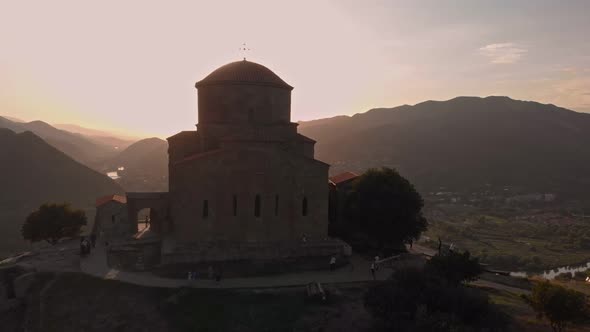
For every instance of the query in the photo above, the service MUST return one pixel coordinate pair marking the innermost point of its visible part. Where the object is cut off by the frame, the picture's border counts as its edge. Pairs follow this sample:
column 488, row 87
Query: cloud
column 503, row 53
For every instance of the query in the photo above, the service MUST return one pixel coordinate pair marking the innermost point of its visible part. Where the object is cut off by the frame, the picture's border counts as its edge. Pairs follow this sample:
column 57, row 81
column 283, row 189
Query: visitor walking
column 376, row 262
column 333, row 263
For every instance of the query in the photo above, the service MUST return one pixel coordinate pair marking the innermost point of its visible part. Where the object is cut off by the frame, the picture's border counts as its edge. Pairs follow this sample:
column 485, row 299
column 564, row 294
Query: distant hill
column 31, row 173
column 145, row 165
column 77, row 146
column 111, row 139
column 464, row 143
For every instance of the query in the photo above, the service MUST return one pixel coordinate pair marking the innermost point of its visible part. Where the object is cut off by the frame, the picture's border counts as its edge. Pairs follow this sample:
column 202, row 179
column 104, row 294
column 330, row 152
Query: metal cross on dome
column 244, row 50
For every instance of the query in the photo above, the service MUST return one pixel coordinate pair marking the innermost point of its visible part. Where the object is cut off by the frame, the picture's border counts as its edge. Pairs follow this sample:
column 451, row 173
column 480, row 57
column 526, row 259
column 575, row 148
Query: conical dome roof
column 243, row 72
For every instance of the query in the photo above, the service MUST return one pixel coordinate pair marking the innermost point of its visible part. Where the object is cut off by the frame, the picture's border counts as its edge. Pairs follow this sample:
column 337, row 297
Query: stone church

Task description: Copy exactly, please, the span of lines that begins at the line with "Query: metal cross on dome" and ends at the last line of the data, both included.

Exercise solution:
Query: metal cross on dome
column 244, row 50
For every instance of the query in the photo above, the service MUST return one pixel coordinate pair marking the innermost point of its visible part. Where the object is cut off by the frame, the picture's border counts as its edge. Pairs follow this sample:
column 451, row 173
column 480, row 57
column 526, row 259
column 575, row 148
Query: conical dome roof
column 243, row 72
For every instance of the query in the photo above, the service MUST return one pixel coordinate pair marking the innermost point of its visible part. Where the object is cut off by the frame, the picture's border counts as its edge. Pairs follow this sample:
column 337, row 297
Query: stone church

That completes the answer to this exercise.